## WHAT THE TASK REQUIRES
Look below for the line containing "of the front". Output it and each remaining line of the entries exactly, and nothing else.

## SUPPLIED RECORDS
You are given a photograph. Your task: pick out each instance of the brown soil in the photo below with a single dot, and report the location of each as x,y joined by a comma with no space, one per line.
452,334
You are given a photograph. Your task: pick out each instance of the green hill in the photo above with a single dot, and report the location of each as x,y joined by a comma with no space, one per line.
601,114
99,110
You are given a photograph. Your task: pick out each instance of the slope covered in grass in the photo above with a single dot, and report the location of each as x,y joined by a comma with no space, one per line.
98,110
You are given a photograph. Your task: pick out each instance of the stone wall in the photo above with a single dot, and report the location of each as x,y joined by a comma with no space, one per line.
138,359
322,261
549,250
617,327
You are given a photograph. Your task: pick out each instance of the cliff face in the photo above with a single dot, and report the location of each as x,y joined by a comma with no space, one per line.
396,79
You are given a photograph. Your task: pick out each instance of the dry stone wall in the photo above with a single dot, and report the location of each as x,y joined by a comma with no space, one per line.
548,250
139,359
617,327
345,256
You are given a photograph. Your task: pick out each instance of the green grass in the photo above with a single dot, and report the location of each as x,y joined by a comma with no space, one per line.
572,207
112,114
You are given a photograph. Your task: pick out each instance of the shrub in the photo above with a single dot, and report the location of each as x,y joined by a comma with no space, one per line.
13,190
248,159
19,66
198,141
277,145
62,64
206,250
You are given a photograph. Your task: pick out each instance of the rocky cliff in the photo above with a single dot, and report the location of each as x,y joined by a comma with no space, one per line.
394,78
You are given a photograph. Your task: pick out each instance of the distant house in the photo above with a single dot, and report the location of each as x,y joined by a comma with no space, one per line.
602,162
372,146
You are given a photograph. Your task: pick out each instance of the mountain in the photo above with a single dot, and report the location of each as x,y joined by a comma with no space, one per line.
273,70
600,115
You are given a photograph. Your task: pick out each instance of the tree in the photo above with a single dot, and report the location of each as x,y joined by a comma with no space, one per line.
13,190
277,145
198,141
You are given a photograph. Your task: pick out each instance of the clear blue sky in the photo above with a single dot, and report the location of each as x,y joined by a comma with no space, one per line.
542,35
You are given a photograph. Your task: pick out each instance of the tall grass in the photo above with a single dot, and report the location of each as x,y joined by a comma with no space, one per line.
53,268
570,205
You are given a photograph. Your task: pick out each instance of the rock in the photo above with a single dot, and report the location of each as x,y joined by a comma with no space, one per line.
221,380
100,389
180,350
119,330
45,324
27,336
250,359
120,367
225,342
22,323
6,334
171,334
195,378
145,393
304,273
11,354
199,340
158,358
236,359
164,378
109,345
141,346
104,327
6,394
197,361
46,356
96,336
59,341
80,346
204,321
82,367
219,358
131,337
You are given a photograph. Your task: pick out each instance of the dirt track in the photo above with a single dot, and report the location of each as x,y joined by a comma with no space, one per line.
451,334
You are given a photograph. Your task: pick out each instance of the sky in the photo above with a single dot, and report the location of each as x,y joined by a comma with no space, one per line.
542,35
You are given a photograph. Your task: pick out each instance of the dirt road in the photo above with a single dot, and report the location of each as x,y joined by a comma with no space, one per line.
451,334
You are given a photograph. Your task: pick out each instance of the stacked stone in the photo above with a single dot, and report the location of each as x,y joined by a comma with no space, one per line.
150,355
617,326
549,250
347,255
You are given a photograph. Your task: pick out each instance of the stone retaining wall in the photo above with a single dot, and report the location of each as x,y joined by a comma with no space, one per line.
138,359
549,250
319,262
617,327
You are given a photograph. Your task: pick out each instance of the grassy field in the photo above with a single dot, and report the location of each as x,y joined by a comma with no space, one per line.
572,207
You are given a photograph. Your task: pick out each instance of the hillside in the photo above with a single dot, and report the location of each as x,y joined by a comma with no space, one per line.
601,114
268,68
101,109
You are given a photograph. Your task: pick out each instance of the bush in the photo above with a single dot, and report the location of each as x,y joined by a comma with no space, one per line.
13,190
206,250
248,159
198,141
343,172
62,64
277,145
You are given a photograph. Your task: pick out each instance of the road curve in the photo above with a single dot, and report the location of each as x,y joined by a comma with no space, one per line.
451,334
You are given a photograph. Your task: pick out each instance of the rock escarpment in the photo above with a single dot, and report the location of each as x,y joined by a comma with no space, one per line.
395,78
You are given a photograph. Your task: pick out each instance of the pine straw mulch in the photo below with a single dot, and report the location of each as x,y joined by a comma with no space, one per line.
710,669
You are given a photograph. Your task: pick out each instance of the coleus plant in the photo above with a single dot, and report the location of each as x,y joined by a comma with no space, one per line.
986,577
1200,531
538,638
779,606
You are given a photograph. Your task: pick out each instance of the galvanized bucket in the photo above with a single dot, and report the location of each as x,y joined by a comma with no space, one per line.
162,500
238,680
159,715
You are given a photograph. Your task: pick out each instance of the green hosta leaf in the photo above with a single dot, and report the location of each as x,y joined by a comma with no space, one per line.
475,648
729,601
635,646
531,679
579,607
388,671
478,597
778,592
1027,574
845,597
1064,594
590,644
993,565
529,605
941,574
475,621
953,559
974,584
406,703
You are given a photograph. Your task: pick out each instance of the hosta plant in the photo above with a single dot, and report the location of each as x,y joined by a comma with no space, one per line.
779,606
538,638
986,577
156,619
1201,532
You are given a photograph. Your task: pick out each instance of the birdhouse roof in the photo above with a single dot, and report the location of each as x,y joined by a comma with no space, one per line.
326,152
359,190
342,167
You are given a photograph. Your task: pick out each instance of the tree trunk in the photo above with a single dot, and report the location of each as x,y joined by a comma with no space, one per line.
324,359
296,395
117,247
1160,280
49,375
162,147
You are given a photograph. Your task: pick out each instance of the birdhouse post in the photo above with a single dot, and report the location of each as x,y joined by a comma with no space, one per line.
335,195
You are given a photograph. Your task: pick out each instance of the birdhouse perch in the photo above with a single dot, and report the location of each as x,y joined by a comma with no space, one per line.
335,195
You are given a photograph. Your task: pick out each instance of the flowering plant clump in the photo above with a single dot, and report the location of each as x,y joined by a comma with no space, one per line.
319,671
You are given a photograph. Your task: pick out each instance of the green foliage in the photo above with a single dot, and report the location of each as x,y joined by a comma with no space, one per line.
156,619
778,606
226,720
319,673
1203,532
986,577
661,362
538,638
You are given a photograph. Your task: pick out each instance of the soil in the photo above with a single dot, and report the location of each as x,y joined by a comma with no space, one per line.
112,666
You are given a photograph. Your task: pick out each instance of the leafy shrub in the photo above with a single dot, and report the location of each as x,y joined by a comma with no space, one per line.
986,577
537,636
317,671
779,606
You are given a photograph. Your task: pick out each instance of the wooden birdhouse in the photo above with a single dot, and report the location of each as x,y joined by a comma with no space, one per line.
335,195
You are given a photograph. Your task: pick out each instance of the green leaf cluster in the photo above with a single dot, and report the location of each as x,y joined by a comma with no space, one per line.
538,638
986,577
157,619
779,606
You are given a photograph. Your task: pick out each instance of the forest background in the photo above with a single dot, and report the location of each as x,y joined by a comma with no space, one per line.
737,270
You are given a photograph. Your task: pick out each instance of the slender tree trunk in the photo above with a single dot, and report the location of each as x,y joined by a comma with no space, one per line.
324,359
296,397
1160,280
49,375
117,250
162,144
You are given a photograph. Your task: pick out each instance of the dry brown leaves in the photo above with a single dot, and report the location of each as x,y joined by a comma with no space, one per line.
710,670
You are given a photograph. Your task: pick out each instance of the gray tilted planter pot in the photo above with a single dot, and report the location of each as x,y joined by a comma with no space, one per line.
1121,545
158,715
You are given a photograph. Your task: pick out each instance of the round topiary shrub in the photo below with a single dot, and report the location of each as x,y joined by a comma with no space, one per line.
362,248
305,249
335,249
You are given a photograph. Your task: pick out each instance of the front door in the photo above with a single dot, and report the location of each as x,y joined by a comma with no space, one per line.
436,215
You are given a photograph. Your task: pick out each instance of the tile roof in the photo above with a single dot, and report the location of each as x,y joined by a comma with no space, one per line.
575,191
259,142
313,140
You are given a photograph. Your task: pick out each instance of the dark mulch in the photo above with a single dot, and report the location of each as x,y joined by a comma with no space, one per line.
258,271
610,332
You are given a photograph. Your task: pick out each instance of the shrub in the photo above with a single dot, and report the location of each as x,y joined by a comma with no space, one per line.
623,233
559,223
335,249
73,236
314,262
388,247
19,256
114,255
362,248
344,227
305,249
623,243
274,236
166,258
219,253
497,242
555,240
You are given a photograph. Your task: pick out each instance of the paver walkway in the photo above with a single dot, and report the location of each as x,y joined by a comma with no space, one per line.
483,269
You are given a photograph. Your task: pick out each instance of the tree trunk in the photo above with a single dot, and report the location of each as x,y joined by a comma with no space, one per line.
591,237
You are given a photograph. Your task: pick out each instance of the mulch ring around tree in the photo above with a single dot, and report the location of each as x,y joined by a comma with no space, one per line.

## COMPLETED TASK
You are given a photograph. Your task: pick out each instance of the front door in the photo above with a single dot, and report the location of each as x,y joined by a comma with no space, one per line.
436,215
You are given a photograph. Your task: pick out each instance of the tile roof in the photo above with a single dot, and report the location of each as x,y joined by a comma with no space, one per line.
575,191
259,142
313,140
You are given a photograph. Your task: pick out each instance of the dark mulch in the photo above with a single dot, and report the location of each as x,y joined by a comma with no space, one per line.
258,271
610,332
You are given a photograph. Your task: pick out each instance of the shrub in the photo above with a single dot, and report the location of each as x,y joined by a comma with no space, one per line.
623,233
559,223
335,249
73,236
314,262
388,247
19,256
114,255
362,248
344,227
305,249
623,243
274,236
166,258
219,253
497,242
555,240
You are given a photograph. Your task: pick out each instance of the paver walkway in the photo above with a single dot, and report the location of each as x,y joined by a comma with no space, one per line.
483,269
You are given a photograph. Your task: pick out each instance of the tree trunk in the photo above with a single dot, and report the location of each as x,y joined by a comma with no space, one per line.
591,237
You are given a photograph. Your task: pick out each instance of the mulch ring around tree in the photo above with a single dot, and report the location of each as x,y joined by a comma with no space, one per line.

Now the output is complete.